### Tâche courte a
Selon l'extrait présenté ci-dessous, pour quelle raison la Cour a-t-elle conclu à son incompétence lors de son premier arrêt ?

### Extrait du document
Au cours de cette étude, nous allons nous appesantir essentiellement sur la manière dont le Protocole créant la Cour africaine aborde la question de l'accès des individus à la Cour africaine. Il nous faudra ensuite faire un aperçu de l'application de la Charte africaine par les juridictions sous-régionales et entrevoir les relations qui existeront entre celles-ci et la Cour africaine.

En effet, le Protocole créant la Cour prévoit la compétence obligatoire de la Cour pour toutes les affaires portées devant celle-ci par la Commission africaine, les Etats parties ou une organisation intergouvernementale africaine, et une compétence facultative de la Cour en ce qui concerne les affaires soumises par un individu ou une organisation non gouvernementale. On pourrait bien entendu regretter le caractère purement facultatif de la compétence de la Cour concernant les requêtes individuelles.

Cette compétence n'étant que facultative, elle est soumise à la volonté préalable de l'Etat accusé de violations des droits de l'Homme. En fait, les individus et ONG ayant le statut d'observateur auprès de la Commission africaine peuvent saisir directement la Cour si et seulement si l'Etat en cause, partie au Protocole, a fait une déclaration au titre de l'article 34.6 du Protocole autorisant une telle démarche.

Il s'agit ici d'une des limitations principales du système africain de protection des droits de l'Homme. En effet, l'expérience de la Commission africaine et celle des autres cours régionales, nous a montré que les Etats sont peu enclins à déposer des plaintes contre d'autres Etats. Cette possibilité n'a été que très peu utilisée par les Etats, ceux-ci hésitant à s'attaquer à leurs homologues par peur d'effet boomerang. Un exemple : en 1999, la République démocratique du Congo a porté une communication devant la Commission contre le Burundi, l'Ouganda et le Rwanda pour dénoncer les violations graves et massives des droits de l'Homme et des peuples commises par les forces armées de ces trois pays dans les provinces congolaises de l'est touchées par un mouvement de rébellion depuis août 1998. Elle n'a jamais été utilisée dans le système interaméricain et seulement une vingtaine de fois contre 57100 plaintes individuelles devant la Cour européenne12(*). En d'autres termes, si les Etats parties au Protocole ne font pas la déclaration au titre de l'article 34.6, l'activité de la Cour sera fortement réduite. Et la cour a fait bon usage de cette disposition de l'article 34.6 lors de son premier arrêt et a conclu à son incompétence parce que le Sénégal n'avait pas encore fait la déclaration en vertu de l'article que nous venons de citer13(*).

### Tâche courte b
Repérez dans la liste qui suit chaque ligne contenant la chaîne "blue" et recopiez-la intégralement. La casse compte.

### Liste associée
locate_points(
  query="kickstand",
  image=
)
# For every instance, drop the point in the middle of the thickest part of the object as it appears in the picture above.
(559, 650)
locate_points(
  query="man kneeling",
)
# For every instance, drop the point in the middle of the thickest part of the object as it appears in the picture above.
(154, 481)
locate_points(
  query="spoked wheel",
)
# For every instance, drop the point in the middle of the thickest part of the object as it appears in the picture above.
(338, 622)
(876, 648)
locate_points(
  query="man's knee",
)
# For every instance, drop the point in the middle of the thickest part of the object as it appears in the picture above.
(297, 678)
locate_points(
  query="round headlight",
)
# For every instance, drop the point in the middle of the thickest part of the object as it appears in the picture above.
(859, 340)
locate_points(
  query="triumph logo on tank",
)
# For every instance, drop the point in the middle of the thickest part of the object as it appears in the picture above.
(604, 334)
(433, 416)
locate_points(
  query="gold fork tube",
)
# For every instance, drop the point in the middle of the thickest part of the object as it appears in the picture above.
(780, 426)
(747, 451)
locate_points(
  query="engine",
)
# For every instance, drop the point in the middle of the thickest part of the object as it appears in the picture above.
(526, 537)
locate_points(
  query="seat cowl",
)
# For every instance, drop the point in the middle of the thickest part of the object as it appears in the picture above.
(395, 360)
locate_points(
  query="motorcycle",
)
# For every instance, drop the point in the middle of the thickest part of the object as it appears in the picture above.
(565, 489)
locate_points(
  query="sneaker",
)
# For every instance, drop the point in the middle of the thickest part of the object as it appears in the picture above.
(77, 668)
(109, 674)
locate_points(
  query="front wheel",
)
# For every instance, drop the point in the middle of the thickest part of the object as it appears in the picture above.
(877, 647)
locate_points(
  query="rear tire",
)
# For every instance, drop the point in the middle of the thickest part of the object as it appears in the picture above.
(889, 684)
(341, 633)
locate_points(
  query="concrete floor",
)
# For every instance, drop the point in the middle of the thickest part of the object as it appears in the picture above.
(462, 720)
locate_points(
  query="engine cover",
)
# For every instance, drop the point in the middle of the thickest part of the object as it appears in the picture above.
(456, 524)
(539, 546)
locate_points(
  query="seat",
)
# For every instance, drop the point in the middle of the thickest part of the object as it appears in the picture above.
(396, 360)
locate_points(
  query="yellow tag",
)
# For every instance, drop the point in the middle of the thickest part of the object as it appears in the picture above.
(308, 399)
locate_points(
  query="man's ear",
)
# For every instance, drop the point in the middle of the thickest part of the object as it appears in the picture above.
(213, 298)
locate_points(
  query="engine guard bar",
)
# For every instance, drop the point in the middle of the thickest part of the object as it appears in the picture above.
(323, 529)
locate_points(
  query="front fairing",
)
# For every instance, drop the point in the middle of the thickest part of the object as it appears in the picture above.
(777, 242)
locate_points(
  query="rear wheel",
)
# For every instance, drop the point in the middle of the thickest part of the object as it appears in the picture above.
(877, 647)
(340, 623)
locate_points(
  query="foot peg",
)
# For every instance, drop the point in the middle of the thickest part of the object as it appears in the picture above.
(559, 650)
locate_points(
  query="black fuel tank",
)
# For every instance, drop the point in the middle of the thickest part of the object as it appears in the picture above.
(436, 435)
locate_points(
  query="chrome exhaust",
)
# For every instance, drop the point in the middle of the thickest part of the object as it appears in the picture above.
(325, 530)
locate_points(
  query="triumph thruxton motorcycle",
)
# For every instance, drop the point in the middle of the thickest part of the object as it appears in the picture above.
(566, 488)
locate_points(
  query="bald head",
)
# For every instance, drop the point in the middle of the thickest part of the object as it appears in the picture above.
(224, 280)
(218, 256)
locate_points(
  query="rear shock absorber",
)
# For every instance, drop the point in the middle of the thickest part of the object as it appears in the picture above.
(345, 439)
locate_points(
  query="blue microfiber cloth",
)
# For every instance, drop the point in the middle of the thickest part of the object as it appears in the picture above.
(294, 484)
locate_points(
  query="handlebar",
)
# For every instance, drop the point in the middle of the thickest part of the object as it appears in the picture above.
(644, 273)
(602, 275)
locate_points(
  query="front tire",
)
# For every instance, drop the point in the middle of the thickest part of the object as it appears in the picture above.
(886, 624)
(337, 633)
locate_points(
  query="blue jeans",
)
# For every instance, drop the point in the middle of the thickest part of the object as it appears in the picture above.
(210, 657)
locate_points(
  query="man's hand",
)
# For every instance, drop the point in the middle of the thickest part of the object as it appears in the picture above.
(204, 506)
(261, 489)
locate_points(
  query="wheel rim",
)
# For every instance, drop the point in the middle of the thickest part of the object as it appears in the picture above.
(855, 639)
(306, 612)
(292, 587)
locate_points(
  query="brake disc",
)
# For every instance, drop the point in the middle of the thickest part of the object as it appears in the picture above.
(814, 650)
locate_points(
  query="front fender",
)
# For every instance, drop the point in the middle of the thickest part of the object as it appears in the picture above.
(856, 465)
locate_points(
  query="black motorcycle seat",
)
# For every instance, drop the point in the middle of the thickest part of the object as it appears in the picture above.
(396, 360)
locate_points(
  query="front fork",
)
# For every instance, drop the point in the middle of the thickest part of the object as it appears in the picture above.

### Réponse complète a
Parce que le Sénégal n'avait pas encore fait la déclaration prévue à l'article 34.6 du Protocole.

### Réponse complète b
  query="blue microfiber cloth",
  query="blue jeans",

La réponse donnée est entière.